*** Opening of Data ***

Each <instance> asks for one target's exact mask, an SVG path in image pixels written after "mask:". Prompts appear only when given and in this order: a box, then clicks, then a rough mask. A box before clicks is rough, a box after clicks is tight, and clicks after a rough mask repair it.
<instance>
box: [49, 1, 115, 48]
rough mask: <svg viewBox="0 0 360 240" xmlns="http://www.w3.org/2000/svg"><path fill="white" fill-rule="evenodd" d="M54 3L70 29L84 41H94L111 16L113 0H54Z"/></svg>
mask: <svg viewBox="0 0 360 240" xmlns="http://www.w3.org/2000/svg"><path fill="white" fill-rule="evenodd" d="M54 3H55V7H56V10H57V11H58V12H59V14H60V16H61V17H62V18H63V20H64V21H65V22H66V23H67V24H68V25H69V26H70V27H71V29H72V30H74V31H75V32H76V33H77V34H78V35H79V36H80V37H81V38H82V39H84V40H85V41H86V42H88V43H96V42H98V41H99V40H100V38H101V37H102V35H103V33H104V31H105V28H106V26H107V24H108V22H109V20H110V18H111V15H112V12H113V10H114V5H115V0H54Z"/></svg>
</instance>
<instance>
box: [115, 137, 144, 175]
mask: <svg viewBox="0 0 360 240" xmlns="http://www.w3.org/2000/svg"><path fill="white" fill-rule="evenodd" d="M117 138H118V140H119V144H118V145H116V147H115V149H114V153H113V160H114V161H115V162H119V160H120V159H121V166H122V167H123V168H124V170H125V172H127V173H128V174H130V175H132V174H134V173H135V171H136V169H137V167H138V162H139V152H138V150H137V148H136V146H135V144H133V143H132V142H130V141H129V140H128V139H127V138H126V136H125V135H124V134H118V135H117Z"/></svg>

*** Close of Data ***

Put every line of the rows above into a numbered list, omitting any blank lines.

→ **Task answer**
1. Each <instance> asks for one target's exact mask, an SVG path in image pixels written after "mask:". Prompts appear only when given and in this order: a box, then clicks, then a rough mask. A box before clicks is rough, a box after clicks is tight, and clicks after a rough mask repair it.
2. <instance>
3. box: [49, 1, 115, 48]
4. rough mask: <svg viewBox="0 0 360 240" xmlns="http://www.w3.org/2000/svg"><path fill="white" fill-rule="evenodd" d="M54 3L70 29L84 41H94L111 16L113 0H54Z"/></svg>
5. mask: <svg viewBox="0 0 360 240" xmlns="http://www.w3.org/2000/svg"><path fill="white" fill-rule="evenodd" d="M54 3H55V7H56V10H57V11H58V12H59V14H60V16H61V17H62V18H63V20H64V21H65V22H66V23H67V24H68V25H69V26H70V27H71V29H72V30H74V31H75V32H76V33H77V34H78V35H79V36H80V37H81V38H82V39H84V40H85V41H86V42H88V43H96V42H98V41H99V40H100V38H101V37H102V35H103V33H104V31H105V28H106V26H107V24H108V22H109V20H110V18H111V15H112V12H113V10H114V5H115V0H54Z"/></svg>
6. </instance>
7. <instance>
8. box: [115, 137, 144, 175]
9. mask: <svg viewBox="0 0 360 240" xmlns="http://www.w3.org/2000/svg"><path fill="white" fill-rule="evenodd" d="M117 138H118V140H119V144H118V145H116V147H115V149H114V153H113V160H114V161H115V162H119V160H120V159H121V166H122V167H123V168H124V170H125V172H127V173H128V174H130V175H132V174H134V173H135V171H136V169H137V167H138V162H139V152H138V150H137V148H136V146H135V144H133V143H132V142H130V141H129V140H128V139H127V138H126V136H125V135H124V134H118V135H117Z"/></svg>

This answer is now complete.